Supplied entries:
** start **

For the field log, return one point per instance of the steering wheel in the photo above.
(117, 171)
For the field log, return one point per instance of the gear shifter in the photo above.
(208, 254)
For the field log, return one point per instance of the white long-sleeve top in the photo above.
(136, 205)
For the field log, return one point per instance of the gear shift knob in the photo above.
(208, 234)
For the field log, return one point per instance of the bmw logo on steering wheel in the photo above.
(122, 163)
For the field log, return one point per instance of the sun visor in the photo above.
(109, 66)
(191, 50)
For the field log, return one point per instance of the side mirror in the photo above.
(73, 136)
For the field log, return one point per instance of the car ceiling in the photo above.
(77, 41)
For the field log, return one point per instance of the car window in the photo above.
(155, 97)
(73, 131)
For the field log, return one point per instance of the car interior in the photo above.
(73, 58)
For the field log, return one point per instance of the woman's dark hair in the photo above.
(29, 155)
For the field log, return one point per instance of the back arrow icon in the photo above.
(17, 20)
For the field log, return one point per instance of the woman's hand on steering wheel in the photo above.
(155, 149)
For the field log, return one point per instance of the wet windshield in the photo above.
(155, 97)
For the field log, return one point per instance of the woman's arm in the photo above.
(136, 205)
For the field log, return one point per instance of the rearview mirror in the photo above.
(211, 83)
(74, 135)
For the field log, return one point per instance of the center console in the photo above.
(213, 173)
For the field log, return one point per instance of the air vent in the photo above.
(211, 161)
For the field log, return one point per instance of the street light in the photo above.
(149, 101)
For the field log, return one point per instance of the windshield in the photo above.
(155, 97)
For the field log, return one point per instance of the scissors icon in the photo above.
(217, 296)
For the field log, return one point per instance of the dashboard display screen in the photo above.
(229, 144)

** end **
** start **

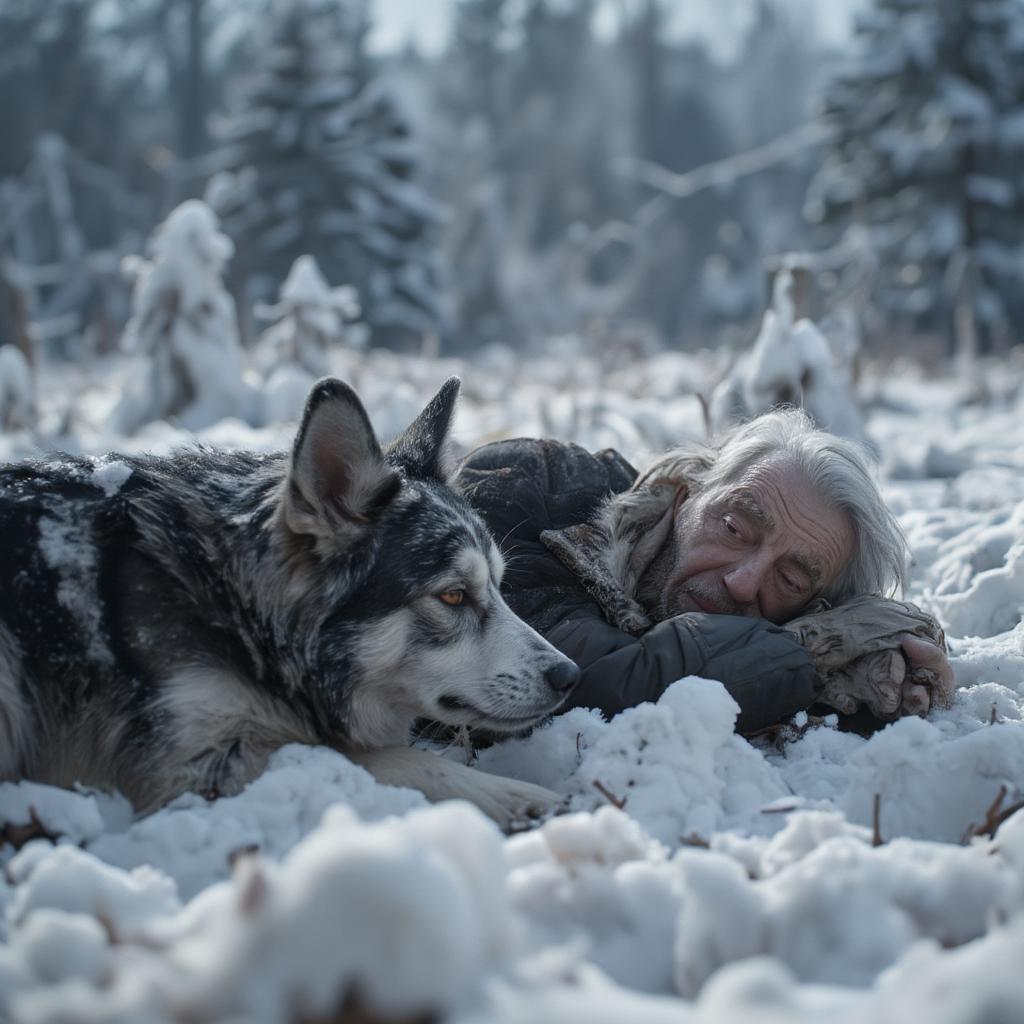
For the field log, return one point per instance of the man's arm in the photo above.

** end **

Problem statement:
How many lines in the items above contain the string "icon"? Case counts, so reply with only the number.

Exercise output:
2